━━━━━ Given data ━━━━━

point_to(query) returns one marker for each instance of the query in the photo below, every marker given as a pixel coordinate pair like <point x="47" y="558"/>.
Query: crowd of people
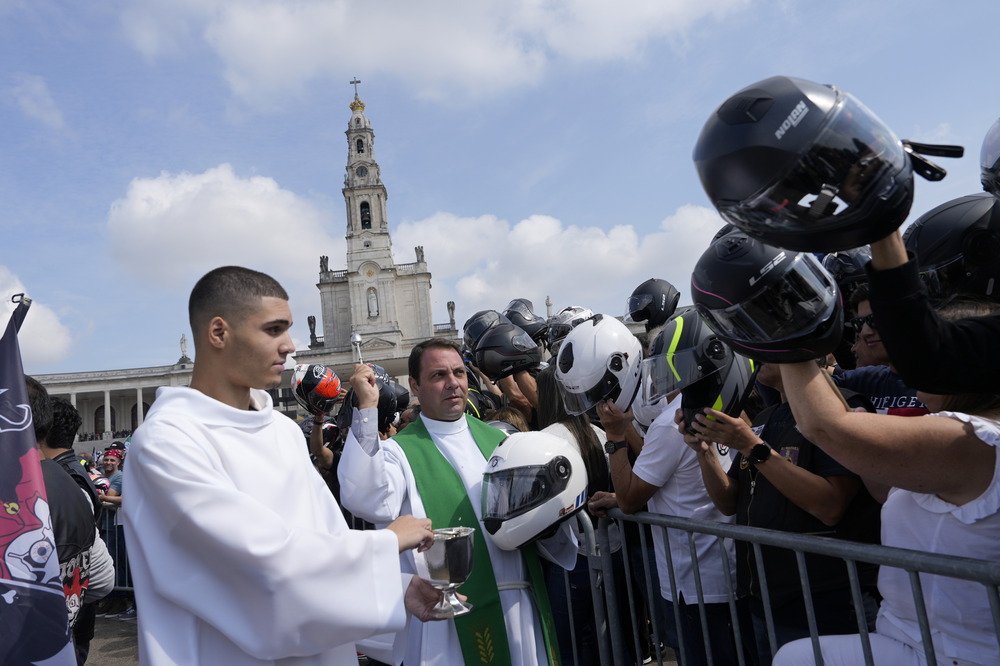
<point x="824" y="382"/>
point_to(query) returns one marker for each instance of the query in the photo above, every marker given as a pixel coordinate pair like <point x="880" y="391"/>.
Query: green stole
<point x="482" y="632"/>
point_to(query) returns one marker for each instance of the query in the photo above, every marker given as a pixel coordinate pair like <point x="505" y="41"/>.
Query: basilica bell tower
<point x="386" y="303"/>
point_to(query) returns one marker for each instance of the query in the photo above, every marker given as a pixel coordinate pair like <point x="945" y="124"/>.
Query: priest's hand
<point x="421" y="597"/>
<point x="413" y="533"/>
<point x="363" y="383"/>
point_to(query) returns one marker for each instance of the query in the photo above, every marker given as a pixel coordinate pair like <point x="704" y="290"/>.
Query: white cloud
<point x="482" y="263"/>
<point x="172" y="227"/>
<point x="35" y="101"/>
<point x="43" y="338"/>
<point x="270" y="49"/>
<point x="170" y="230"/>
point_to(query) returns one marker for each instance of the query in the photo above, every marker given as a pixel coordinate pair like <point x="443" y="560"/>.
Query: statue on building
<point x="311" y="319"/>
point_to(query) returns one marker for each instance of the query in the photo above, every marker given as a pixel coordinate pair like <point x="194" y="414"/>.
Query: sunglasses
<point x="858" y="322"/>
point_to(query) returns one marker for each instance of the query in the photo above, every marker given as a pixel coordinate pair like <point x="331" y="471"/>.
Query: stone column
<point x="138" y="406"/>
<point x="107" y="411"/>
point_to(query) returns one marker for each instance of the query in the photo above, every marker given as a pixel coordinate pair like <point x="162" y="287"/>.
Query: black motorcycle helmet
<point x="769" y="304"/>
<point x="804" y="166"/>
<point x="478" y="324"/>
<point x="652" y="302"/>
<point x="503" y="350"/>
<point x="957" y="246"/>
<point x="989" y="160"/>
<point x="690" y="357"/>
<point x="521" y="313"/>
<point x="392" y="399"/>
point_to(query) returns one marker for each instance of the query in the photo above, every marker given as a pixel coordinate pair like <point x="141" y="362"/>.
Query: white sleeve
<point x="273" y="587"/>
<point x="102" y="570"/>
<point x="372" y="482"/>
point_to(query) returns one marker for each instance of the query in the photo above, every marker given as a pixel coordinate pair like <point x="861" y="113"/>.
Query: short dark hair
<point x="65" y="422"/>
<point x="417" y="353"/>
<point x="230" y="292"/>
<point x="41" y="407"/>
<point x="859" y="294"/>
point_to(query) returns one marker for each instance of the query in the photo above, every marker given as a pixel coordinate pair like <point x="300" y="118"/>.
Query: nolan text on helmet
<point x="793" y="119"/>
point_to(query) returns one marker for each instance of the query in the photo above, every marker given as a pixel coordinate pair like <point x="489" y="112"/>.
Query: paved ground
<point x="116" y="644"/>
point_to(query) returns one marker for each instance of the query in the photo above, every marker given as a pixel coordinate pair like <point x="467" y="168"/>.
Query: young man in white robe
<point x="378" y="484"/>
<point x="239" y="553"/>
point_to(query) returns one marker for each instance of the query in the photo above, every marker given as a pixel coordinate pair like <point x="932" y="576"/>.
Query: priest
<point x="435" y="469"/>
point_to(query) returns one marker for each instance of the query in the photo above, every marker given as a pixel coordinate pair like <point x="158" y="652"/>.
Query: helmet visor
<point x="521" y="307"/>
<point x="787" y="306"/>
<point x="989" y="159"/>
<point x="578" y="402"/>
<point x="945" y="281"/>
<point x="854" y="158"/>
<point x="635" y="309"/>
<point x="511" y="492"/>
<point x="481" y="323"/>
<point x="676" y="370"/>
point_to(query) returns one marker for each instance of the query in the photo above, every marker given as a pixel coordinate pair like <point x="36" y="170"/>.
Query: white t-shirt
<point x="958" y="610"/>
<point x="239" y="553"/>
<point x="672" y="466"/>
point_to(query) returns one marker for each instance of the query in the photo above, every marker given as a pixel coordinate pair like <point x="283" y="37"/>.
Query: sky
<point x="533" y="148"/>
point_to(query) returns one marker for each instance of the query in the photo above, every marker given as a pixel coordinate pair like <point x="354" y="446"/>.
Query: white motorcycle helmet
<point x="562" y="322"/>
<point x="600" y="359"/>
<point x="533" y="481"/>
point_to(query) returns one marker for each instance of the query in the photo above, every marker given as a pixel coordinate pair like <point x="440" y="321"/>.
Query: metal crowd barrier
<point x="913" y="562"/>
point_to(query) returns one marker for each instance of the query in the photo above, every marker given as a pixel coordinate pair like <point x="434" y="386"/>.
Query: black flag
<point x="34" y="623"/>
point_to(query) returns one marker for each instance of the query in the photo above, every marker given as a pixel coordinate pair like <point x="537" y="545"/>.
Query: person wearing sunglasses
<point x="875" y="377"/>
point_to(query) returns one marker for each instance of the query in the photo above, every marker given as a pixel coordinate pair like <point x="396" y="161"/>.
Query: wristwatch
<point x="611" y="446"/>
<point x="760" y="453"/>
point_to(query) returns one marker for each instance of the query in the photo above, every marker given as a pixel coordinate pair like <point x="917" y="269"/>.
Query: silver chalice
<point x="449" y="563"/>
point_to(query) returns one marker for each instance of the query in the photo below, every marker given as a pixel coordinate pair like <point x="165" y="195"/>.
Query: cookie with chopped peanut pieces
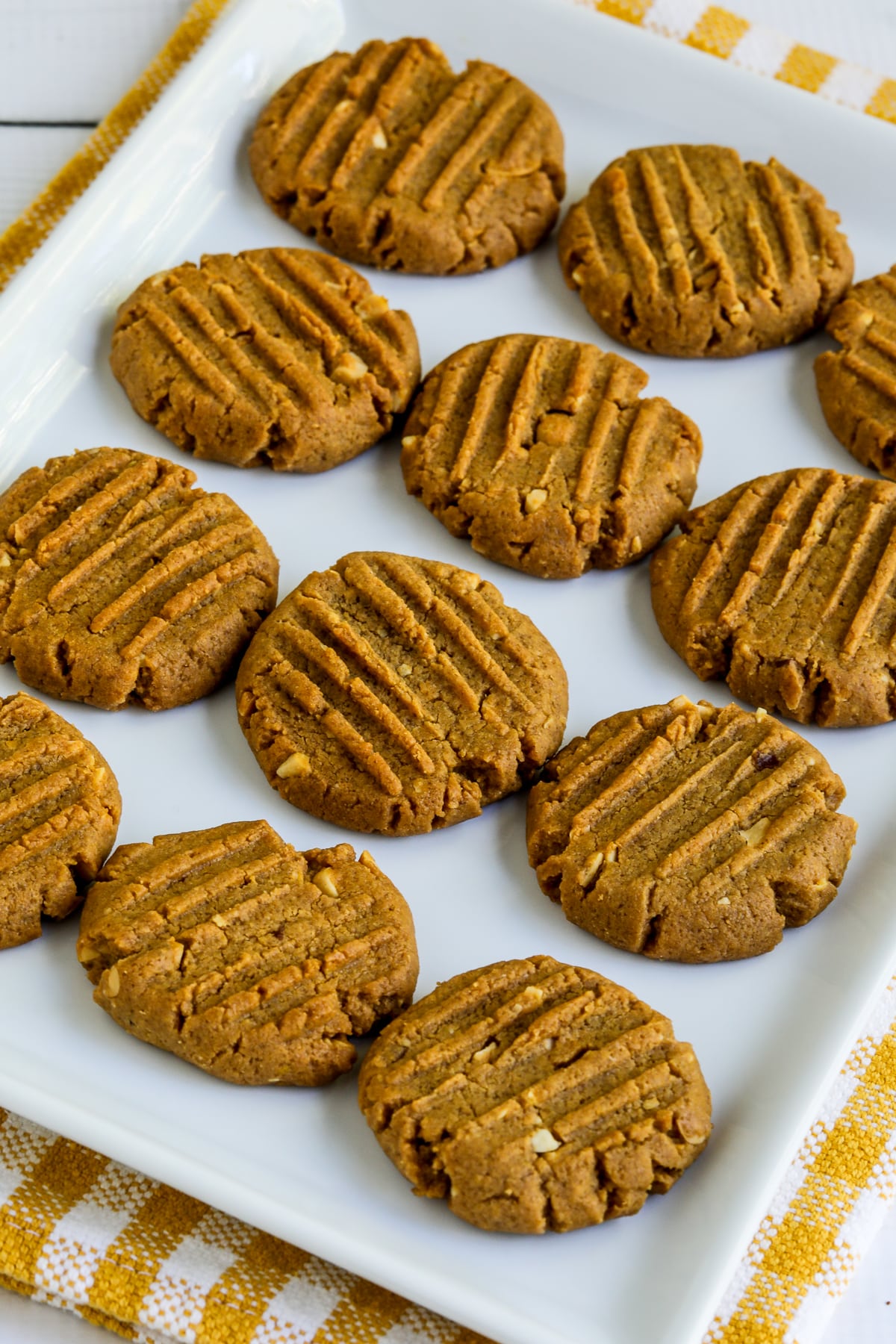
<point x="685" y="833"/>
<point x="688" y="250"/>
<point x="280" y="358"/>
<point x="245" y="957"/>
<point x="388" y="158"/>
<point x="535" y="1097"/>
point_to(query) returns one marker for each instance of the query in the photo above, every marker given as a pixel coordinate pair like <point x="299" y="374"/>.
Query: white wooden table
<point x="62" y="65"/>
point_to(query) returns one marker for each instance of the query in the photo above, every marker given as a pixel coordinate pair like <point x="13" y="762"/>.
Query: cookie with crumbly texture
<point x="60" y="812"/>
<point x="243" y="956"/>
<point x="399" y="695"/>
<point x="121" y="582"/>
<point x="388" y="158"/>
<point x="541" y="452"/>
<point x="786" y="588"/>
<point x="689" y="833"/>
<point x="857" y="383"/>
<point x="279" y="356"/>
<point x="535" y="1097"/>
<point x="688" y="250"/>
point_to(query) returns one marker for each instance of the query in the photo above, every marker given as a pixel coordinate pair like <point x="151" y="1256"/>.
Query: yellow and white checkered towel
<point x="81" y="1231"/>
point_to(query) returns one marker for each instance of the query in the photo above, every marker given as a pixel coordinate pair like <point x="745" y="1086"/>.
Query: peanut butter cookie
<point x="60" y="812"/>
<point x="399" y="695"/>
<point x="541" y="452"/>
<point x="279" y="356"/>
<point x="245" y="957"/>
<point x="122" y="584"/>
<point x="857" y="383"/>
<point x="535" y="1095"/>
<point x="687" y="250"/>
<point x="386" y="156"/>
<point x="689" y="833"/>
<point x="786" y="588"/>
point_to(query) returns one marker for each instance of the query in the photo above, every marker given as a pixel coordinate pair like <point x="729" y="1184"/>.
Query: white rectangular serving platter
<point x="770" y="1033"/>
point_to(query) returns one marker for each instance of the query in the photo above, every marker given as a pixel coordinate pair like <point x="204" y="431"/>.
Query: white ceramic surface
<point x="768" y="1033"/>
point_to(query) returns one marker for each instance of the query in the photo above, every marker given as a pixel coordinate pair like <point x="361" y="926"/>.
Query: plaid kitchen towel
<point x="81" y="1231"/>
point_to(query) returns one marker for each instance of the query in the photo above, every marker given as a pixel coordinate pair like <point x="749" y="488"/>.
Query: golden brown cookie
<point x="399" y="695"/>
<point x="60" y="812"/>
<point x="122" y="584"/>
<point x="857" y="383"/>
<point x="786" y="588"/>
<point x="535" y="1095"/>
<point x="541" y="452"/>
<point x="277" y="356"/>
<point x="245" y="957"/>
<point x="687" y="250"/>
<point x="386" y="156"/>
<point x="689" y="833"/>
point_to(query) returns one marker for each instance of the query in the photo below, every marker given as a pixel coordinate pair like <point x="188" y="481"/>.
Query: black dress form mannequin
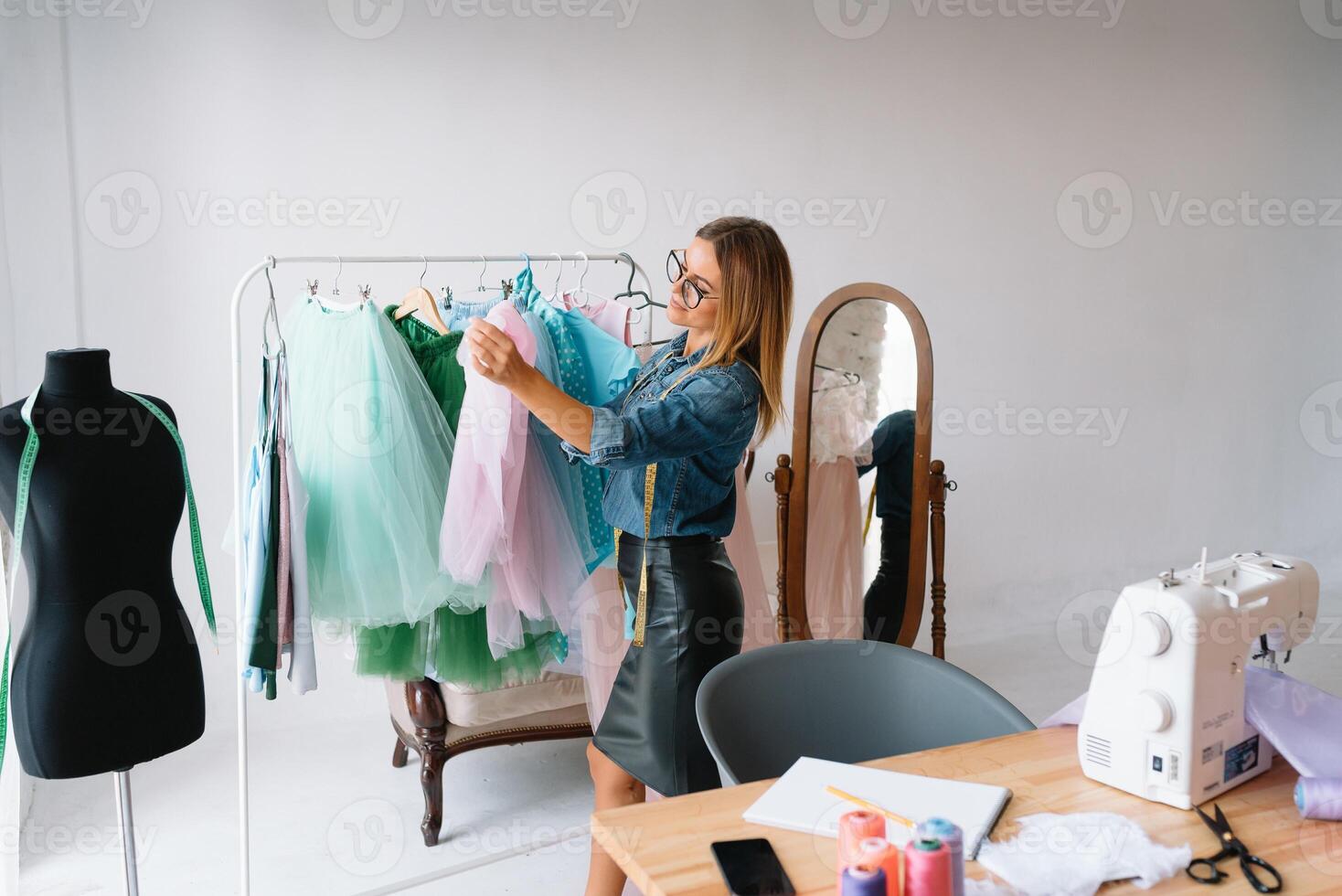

━━━━━

Locate every line in the records above that contains the string "motorcycle" and copy each one. Treat uppercase and lowercase as different.

Query: black motorcycle helmet
Query: white motorcycle helmet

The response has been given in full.